WHAT THE TASK REQUIRES:
Render the records below as a JSON list of strings, one string per line with blank lines omitted, from the start of the records through the line containing "40,16 -> 69,65". Leave the pictures out of your answer.

TASK MATERIAL:
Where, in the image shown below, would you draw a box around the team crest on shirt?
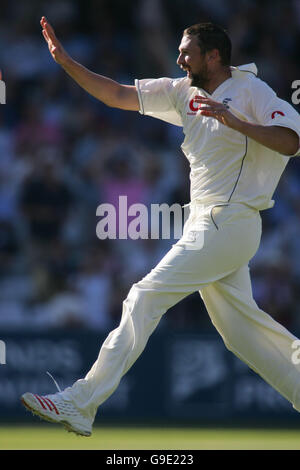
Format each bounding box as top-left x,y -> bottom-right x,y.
271,111 -> 285,119
222,98 -> 232,109
187,95 -> 232,116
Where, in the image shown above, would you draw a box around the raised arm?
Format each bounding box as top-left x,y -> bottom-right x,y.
41,16 -> 139,111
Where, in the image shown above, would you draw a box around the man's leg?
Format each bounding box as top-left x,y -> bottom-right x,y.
64,205 -> 261,419
200,265 -> 300,411
23,204 -> 261,430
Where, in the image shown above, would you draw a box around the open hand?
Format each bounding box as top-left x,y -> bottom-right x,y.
40,16 -> 69,65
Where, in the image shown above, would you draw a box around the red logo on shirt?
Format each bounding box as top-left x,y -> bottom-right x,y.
271,111 -> 285,119
188,95 -> 202,114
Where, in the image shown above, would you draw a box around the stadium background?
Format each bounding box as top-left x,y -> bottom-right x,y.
0,0 -> 300,450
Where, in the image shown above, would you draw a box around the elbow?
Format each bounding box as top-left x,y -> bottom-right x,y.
281,129 -> 300,156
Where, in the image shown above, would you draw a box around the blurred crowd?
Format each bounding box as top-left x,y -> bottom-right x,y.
0,0 -> 300,332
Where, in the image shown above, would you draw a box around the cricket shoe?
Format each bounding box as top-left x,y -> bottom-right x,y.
21,393 -> 92,436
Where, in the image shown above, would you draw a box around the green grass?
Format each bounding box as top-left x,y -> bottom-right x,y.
0,423 -> 300,450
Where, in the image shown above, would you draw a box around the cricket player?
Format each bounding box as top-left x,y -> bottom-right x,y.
21,17 -> 300,436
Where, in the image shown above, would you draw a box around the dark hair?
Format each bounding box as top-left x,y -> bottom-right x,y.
183,23 -> 231,65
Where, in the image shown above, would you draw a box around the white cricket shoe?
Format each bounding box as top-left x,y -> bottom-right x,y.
21,393 -> 92,436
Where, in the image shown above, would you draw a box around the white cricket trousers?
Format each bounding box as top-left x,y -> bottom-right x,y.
63,202 -> 300,420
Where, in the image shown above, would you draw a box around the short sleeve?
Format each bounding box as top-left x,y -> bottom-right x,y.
135,77 -> 182,127
251,78 -> 300,157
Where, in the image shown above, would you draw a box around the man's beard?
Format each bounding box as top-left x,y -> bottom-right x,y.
190,67 -> 209,88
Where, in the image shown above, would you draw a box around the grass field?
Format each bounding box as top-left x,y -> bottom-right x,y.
0,424 -> 300,450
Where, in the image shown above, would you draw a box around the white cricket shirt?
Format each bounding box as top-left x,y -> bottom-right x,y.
135,64 -> 300,210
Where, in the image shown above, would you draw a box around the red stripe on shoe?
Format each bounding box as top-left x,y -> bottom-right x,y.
34,395 -> 46,410
41,396 -> 53,411
44,398 -> 59,415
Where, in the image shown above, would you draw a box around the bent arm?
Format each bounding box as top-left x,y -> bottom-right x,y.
41,16 -> 139,111
197,97 -> 300,155
232,119 -> 300,155
61,57 -> 139,111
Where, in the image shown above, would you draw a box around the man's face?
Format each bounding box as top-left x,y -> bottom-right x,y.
177,35 -> 210,88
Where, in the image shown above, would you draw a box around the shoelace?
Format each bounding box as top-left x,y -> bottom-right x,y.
46,371 -> 61,392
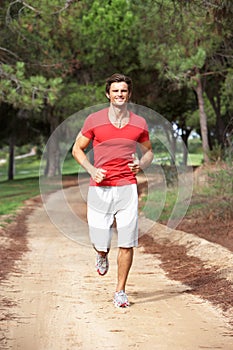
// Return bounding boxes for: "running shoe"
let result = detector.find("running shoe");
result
[95,254,109,276]
[113,290,129,307]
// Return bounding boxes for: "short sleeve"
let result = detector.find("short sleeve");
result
[138,120,150,143]
[81,115,94,140]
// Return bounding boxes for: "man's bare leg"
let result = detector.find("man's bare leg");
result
[116,248,133,292]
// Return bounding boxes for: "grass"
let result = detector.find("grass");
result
[0,177,40,215]
[0,156,79,219]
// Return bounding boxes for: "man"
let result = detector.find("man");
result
[72,74,153,307]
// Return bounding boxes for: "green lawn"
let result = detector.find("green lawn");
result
[0,155,201,220]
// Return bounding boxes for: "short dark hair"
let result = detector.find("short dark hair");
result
[105,73,133,94]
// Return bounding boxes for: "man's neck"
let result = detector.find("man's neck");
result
[109,104,128,119]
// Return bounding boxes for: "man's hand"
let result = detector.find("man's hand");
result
[128,154,141,175]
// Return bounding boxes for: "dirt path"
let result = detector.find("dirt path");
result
[0,189,233,350]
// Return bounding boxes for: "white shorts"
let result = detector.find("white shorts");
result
[87,184,138,252]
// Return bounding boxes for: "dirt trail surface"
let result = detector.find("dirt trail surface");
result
[0,188,233,350]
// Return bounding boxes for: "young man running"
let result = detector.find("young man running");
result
[72,74,153,307]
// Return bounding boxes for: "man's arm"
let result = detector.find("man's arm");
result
[72,131,106,183]
[128,141,154,175]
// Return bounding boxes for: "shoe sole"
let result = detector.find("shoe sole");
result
[97,269,108,276]
[113,301,130,309]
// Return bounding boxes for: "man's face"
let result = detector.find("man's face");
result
[106,82,130,106]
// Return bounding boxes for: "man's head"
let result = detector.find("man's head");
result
[105,73,133,104]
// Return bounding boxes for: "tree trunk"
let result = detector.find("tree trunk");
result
[8,136,15,180]
[194,77,210,163]
[181,129,192,166]
[45,107,61,177]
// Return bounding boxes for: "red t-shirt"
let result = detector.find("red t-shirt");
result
[81,108,149,186]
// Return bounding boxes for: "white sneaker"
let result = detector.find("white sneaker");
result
[95,254,109,276]
[113,290,130,307]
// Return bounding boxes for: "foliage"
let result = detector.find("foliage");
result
[0,62,62,110]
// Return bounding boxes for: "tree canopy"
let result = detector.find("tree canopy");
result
[0,0,233,178]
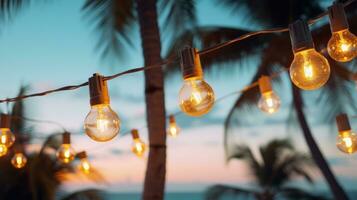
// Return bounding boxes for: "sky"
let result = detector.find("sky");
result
[0,0,357,195]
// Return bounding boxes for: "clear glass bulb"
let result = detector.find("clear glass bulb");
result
[11,153,27,169]
[290,49,330,90]
[0,144,7,157]
[56,144,76,164]
[0,128,15,148]
[131,138,146,157]
[167,122,180,137]
[336,131,357,154]
[78,158,91,174]
[179,78,215,116]
[258,91,280,114]
[327,29,357,62]
[84,104,120,142]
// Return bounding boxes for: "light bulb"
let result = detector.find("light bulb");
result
[327,29,357,62]
[258,91,280,114]
[0,144,7,157]
[84,104,120,142]
[336,131,357,154]
[290,48,330,90]
[179,78,215,116]
[56,144,76,164]
[78,158,91,174]
[11,153,27,169]
[131,138,146,157]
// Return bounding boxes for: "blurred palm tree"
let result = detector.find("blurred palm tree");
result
[0,87,103,200]
[206,139,327,200]
[169,0,357,200]
[0,0,196,200]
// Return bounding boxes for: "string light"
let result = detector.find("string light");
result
[167,115,180,137]
[131,129,147,157]
[77,151,92,174]
[56,132,76,164]
[179,47,215,117]
[0,144,7,157]
[327,3,357,62]
[11,148,27,169]
[336,113,357,154]
[258,76,280,114]
[289,20,330,90]
[0,114,15,148]
[84,74,120,142]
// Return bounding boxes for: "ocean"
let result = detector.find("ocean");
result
[105,191,357,200]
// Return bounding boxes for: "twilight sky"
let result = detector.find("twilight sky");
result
[0,0,357,195]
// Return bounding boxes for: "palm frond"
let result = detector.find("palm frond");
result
[82,0,136,62]
[205,185,258,200]
[158,0,197,41]
[216,0,323,27]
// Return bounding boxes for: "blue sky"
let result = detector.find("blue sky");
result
[0,0,357,195]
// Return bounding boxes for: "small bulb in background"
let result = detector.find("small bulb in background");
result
[0,114,15,148]
[0,144,7,157]
[11,152,27,169]
[327,3,357,62]
[77,151,92,174]
[336,114,357,154]
[131,129,147,157]
[179,47,215,117]
[167,115,180,137]
[258,76,280,114]
[56,132,76,164]
[84,74,120,142]
[289,20,330,90]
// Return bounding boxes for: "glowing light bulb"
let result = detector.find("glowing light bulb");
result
[327,1,357,62]
[290,49,330,90]
[167,115,180,137]
[131,138,146,157]
[84,104,120,142]
[77,151,92,174]
[0,144,7,157]
[327,29,357,62]
[131,129,146,157]
[84,74,120,142]
[11,153,27,169]
[56,144,76,164]
[0,128,15,148]
[336,131,357,154]
[179,78,215,116]
[258,91,280,114]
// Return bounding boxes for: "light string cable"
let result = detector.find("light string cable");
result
[0,0,356,103]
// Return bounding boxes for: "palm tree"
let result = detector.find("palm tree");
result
[206,139,326,200]
[0,87,103,200]
[170,0,357,199]
[0,0,196,199]
[83,0,196,200]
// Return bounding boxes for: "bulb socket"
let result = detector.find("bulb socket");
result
[328,2,348,32]
[336,113,351,132]
[258,76,273,94]
[77,151,87,159]
[169,115,176,123]
[289,20,314,53]
[88,73,110,106]
[62,132,71,144]
[131,129,139,140]
[180,47,203,79]
[0,114,11,128]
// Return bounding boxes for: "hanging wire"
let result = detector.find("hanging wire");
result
[0,0,357,103]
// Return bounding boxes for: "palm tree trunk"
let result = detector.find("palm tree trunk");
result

RESULT BELOW:
[
  "Where, in the image shown below, would you draw a box around the team crest on shirt?",
  "Format each bounding box as top-left x,y -> bottom-right x,y.",
  "271,111 -> 285,119",
  "222,98 -> 232,109",
  "187,95 -> 232,116",
  "Where, in the image shown above, would you draw a box around the raised arm?",
  "Format each bounding box as top-left x,y -> bottom-right x,y.",
  "41,16 -> 139,111",
  "Where, in the image shown above, would you draw a box around the man's leg?",
  "Format each bounding box as top-left x,y -> bottom-right x,y.",
  "64,205 -> 261,419",
  "200,265 -> 300,411",
  "23,204 -> 261,430",
  "Where, in the image shown above, would you draw a box around the open hand?",
  "Format each bounding box as top-left x,y -> bottom-right x,y.",
  "40,16 -> 69,65"
]